1.2. В нижнечепецких говорах наблюдается ассимиляция согласного й суффикса множественного числа предшествующими согласными н, н', л, л' , д, д' , т, т', с' , з': пукон'н'ос (< пуконйос) 'стулья', ныл 'л' ос (< нылйос) 'девочки, девушки', пыд 'д' ос (< пыдйос) 'ноги', полат' т' ос (< полат' йос) 'полати' и др. Примеры-предложения: вит' тон дорэ набра-тса кариз вал вал 'л 'ос колхозамы. Сиб. 'Около пятидесяти насчитывалось ('набиралось') лошадей в колхозе'; уал'л'о лачак вал тат' удморт гурт'тос. Ас. 'Раньше много было здесь удмуртских деревень'; гид'д'оссы соослэн далай пуктэмын, сапрало н'и кал'. Ок. 'Фермы у них давно построены, разваливаются уже сейчас'. Данное явление имеет широкое распространение в среднечепецком диалекте, спорадически отмечается в кезском говоре верхнечепецкого диалекта [15. С. 75-76; 17. С. 102]. Ассимиляция й предшествующими согласными характерна также для средневосточных говоров [6. С. 272], бесермянского наречия [33. С. 151], отдельных южных и периферийно-южных говоров, в частности бавлинского [29. С. 122-125], шош-минского [31. С. 137], кукморского [20. С. 103-105] говоров. Уподобление й предшествующими мягкими согласными наблюдается и во многих коми-зырянских [23. С. 38, 39; 13. С. 44-45; 11. С. 38-39; 12. С. 23; 28. С. 28; 27. С. 79 и др.] и коми-пермяцких [5. С. 53] диалектах.
2. Категория падежа
1.1. С точки зрения количественного состава словоизменительной парадигмы нижнечепецкий диалект отличается тем, что имеет значительно большее количество падежных форм - 19 падежей (в большинстве удмуртских диалектов и литературном языке 15 падежей). Увеличение числа падежей в диалекте связано с развитием серии вторичных приблизительно-местных падежей с н -евым признаком, возникших в результате секреции послелогов с основой дин' - 'у, около, при, возле'. Примеры-предложения: в а л' аосн'э пыроно тил' эд, соослэн пэпэс'сы л'э-кос бакортыс' . Пес. 'В дом к Вале вам нужно зайти, у них дедушка очень разговорчивый'; кык муртн'э пырал'л'ам соос, н'энокинэз но дораз овол вылэм. Ом. 'В два дома ('к двум людям') заходили они, никого не оказалось дома'; борыс' пумис'ким ми л' и з айэн мумизн'ыс'эн, турын дас'то вал сойос. Бер. 'Потом встретились мы с Лизой у ее матери, сено заготавливали они'.
Формирование серии приблизительно-местных падежей характерно в основном для северноуд-муртских диалектов, но не для всех. Ареал их распространения ограничивается нижнечепецкими говорами (слободской, косинский) [32. С. 167; 34. С. 285-286], среднечепецким диалектом и говорами северо-западной части Кезского района [26. С. 201; 17. С. 231-232]. В верхнечепецких говорах аналогичные падежные формы отсутствуют: им соответствуют конструкции с послелогами с основой дин'- 'у, около, возле, при' (эшэ дин'э 'к своему другу', эшэ диныс' 'от своего друга').

▶ ЗАДАНИЕ A
Определите, согласуются ли с текстом о нижнечепецком диалекте следующие утверждения: (i) в нижнечепецком диалекте насчитывается 19 падежей; (ii) в верхнечепецких говорах есть приблизительно-местные падежи; (iii) ассимиляция й предшествующими согласными широко распространена в среднечепецком диалекте. На каждое ответьте «да» или «нет» и приведите решающие слова текста точной цитатой.
Текст и строки взяты из разных источников.

[Примеры обнаружения]

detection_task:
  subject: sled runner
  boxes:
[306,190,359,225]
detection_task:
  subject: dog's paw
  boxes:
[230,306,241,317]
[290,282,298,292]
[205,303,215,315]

▶ ЗАДАНИЕ B
Оформите все строки из раздела «Примеры обнаружения» как JSON-список строковых значений, по одному на каждую строку, без пустых строк.

▶ РЕШЕНИЕ A
(i) Да: «имеет значительно большее количество падежных форм - 19 падежей».
(ii) Нет: «В верхнечепецких говорах аналогичные падежные формы отсутствуют».
(iii) Да: «Данное явление имеет широкое распространение в среднечепецком диалекте».

▶ РЕШЕНИЕ B
[
  "detection_task:",
  "  subject: sled runner",
  "  boxes:",
  "[306,190,359,225]",
  "detection_task:",
  "  subject: dog's paw",
  "  boxes:",
  "[230,306,241,317]",
  "[290,282,298,292]",
  "[205,303,215,315]"
]